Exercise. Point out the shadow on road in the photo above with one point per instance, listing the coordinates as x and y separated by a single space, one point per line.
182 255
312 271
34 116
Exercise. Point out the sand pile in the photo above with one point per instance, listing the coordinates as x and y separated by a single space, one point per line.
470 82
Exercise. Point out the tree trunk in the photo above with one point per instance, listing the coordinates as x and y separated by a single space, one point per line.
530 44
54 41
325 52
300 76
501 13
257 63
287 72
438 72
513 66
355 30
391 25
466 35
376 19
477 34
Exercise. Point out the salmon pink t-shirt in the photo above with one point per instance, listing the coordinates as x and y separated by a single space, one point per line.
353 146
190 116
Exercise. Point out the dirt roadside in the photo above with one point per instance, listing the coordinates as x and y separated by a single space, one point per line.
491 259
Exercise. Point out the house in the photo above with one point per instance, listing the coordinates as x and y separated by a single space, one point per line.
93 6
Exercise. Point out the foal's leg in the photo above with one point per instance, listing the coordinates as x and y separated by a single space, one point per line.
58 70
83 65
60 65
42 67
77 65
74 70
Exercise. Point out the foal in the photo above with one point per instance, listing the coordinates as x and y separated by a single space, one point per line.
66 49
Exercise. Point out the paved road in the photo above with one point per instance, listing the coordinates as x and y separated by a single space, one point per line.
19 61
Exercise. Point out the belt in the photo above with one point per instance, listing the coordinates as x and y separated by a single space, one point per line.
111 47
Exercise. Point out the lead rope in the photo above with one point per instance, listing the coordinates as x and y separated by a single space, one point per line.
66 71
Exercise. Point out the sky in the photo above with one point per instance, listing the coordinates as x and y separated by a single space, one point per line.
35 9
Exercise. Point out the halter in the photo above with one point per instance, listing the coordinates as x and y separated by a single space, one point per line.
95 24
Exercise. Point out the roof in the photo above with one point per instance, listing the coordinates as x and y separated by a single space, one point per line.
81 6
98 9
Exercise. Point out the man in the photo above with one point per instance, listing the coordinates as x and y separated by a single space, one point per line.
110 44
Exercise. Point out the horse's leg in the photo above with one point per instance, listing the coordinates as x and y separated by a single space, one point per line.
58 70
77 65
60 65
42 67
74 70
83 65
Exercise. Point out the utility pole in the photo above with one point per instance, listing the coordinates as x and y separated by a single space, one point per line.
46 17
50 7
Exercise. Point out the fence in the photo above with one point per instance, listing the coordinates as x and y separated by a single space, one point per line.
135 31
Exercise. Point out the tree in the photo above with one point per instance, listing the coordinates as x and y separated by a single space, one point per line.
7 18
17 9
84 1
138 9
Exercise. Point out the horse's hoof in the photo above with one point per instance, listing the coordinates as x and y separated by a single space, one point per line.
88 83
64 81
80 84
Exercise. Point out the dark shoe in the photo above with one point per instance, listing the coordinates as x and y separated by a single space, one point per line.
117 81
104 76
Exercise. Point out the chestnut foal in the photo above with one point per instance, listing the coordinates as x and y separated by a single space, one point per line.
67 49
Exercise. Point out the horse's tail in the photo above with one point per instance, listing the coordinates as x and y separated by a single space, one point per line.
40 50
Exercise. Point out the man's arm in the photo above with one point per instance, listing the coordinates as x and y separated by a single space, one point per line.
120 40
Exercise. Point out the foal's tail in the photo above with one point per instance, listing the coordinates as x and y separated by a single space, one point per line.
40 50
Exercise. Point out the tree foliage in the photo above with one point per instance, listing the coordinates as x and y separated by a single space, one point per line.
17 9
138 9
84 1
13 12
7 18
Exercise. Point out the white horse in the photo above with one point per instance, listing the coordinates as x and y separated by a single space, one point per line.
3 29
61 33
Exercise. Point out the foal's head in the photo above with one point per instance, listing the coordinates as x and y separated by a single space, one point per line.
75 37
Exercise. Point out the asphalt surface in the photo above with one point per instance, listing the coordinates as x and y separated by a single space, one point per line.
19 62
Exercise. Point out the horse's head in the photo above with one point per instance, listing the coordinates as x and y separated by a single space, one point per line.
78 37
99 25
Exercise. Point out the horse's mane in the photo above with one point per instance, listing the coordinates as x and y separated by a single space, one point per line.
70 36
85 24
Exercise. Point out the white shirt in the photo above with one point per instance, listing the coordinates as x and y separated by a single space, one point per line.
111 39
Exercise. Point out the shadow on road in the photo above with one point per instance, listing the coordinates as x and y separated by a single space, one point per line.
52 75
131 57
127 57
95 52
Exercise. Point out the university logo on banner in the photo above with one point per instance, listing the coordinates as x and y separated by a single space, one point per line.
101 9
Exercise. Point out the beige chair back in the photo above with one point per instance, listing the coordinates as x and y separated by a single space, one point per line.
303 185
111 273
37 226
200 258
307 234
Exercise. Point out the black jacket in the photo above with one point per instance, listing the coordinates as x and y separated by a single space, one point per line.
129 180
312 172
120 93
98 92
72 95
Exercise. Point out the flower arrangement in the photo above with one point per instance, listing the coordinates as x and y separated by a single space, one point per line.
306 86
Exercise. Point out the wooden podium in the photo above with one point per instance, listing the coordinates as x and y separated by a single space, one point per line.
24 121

§

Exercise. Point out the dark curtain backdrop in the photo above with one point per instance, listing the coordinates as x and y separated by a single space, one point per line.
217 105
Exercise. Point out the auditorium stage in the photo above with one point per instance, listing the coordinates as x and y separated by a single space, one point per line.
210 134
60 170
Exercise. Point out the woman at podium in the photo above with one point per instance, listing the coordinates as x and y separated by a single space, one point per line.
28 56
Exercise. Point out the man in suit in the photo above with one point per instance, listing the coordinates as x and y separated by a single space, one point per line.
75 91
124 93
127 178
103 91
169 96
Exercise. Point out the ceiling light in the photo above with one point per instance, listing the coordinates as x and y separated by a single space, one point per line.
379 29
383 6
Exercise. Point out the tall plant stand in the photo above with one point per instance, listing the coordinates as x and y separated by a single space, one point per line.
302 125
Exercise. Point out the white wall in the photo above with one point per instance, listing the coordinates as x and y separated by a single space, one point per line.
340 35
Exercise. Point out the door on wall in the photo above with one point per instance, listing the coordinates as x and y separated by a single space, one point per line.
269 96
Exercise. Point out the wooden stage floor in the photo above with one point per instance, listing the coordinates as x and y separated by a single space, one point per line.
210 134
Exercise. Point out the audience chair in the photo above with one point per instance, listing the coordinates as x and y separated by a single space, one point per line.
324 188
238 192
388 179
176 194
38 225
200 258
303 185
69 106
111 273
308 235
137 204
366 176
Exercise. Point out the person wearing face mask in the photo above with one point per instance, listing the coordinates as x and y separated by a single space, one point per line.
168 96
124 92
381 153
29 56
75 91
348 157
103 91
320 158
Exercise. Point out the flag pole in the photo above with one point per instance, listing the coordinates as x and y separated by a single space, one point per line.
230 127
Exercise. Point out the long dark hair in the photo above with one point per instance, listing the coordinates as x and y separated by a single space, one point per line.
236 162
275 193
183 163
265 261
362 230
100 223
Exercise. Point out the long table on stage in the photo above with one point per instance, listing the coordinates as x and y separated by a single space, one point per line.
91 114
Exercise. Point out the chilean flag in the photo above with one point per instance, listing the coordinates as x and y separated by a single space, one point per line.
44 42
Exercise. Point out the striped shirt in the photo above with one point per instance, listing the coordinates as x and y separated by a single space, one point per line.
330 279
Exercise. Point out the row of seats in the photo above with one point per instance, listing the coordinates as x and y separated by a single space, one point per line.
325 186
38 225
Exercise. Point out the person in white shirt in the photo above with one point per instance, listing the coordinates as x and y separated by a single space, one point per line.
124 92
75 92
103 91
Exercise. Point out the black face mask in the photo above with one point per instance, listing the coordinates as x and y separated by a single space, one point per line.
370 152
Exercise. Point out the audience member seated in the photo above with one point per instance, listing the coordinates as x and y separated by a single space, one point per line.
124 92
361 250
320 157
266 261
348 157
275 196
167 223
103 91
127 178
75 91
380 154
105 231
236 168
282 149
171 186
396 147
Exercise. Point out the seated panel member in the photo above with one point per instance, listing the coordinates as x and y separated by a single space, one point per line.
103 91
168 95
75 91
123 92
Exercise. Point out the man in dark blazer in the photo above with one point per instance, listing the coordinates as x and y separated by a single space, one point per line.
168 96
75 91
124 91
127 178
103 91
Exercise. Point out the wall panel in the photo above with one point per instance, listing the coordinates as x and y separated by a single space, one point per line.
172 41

§

**EXERCISE INSTRUCTIONS:** Which lines of the records contain the string "pink"? Pick out each of them and copy it in full; case counts.

**EXERCISE OUTPUT:**
Exercise. Point out the salmon pink t-shirt in the photo above with one point per instance, listing the coordinates as x and y separated by a single space, one point per line.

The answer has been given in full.